### Selected passage

[Start of section]

And thus: Peace Wall.

All over the wall are messages from people, both from Northern Ireland and from around the world, asking everyone to be peaceful and get along. But the morning we visited, there were other messages, too. John Cassidy, a local vigilante, had beaten his wife and child the night before and put them in the hospital. Locals were enraged at Cassidy's hypocrisy, and wrote notes to him, threats.

We left that day for Scotland only to find out that riots broke out hours after we were safe.

It's a crazy world where we still have such hatred. And yet, doesn't John Cassidy deserve what he gets?

Saturday, June 04, 2011

Let the Right One in

I watched the Swedish version of this movie, the original, a couple nights ago while sitting up with my 3 week old son. The volume was down, so hopefully the crazy bloodthirsty weirdness did not penetrate his tiny mind at all.

I hav to say this movie requires patience from an American viewer. The scenes are long and completely voyeuristic rather than narrated. The viewer must intuite a number of things. This is the type of movie I generally enjoy; however, for some reason, I didn't enjoy the intuiting as much with this movie. I struggled with some of the scenes to find the intended meaning.

One scene near the end is a visual masterpiece. When Oskar is held under water by Jimmy the bully and Eli saves him, the view is underwater and incredibly unique. For this filming, and a few ote things, I must say I liked the movie overall. Still it wasn't until I talked about the movie with my wife for a while tha I began to appreciate it more. Talking through what I thouht the director was trying to say helped me understand the movie much more.

That said, I don't think I ever need to see it again.

Saturday, April 09, 2011

Excellent, Creepy, but over the top?

One of the editors who turned down my book said that their publisher already has my type of writing covered with Andrew Smith. So naturally, I have been reading Andrew Smith. I take that editor's comment as a real compliment.

I found The Marbury Lens almost impossible to put down. I had to know what happened next to Jack, whether he'd put the glasses on again, whether things would work out with Nickie, whether Jack will stay friends with Conner, and so on. Additionally, the novel had a number of subplots that all came together at the end in quite a skilled way: Seth's story, Jack's kidnapping, Jack's relationship with Nickie, Jack's life in Marbury, Jack's trip to London, Jack's relationship with Henry. Furthermore, the writing itself was quite advanced. So many YA books are written in a rudimentary way as if the story is the only thing that matters, not the telling of it. Smith seems to have both of these components well under control.

So thank to the unnamed editor who compared me to him. That is quite an honor. I hope one day to write a book as marvelously complex as The Marbury Lens.

[End of section]

Collection entries
[Start of section]

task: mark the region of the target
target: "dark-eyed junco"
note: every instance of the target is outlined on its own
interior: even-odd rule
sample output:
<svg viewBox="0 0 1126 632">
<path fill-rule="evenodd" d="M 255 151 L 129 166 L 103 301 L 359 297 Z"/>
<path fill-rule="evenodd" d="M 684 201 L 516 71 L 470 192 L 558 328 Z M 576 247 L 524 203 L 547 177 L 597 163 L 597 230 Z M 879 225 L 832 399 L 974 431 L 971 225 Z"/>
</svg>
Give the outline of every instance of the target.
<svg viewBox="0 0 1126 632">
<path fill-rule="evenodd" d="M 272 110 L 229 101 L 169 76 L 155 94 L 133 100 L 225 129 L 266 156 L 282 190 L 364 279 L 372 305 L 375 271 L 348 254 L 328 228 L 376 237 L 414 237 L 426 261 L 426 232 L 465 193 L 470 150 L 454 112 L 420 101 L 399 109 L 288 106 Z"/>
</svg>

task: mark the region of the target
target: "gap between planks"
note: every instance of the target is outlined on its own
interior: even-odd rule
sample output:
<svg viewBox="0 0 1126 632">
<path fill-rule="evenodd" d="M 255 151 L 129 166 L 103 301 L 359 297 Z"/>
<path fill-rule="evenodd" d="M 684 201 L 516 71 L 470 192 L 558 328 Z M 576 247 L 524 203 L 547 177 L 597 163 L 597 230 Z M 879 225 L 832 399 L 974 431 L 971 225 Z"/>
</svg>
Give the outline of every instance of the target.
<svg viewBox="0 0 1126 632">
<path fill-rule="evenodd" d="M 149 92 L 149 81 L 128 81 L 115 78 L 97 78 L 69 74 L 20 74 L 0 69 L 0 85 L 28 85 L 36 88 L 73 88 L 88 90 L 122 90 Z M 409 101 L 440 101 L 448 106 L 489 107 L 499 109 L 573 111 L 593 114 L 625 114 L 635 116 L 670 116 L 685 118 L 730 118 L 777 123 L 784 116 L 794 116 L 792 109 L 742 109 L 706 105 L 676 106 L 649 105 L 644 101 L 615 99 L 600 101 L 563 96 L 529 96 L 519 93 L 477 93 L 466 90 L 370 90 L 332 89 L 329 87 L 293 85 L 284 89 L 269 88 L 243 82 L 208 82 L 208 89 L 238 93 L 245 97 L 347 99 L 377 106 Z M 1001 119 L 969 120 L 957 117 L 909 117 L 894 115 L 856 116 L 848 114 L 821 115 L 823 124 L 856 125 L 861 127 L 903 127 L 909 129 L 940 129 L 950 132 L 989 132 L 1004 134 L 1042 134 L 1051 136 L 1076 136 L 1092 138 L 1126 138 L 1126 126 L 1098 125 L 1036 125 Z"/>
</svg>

[End of section]

### Task description
Can you rewrite the stretch of the blog excerpt from "It's a crazy" through "the intended meaning.", substituting "film" for each "movie"?

### Exercise answer
It's a crazy world where we still have such hatred. And yet, doesn't John Cassidy deserve what he gets?

Saturday, June 04, 2011

Let the Right One in

I watched the Swedish version of this film, the original, a couple nights ago while sitting up with my 3 week old son. The volume was down, so hopefully the crazy bloodthirsty weirdness did not penetrate his tiny mind at all.

I hav to say this film requires patience from an American viewer. The scenes are long and completely voyeuristic rather than narrated. The viewer must intuite a number of things. This is the type of film I generally enjoy; however, for some reason, I didn't enjoy the intuiting as much with this film. I struggled with some of the scenes to find the intended meaning.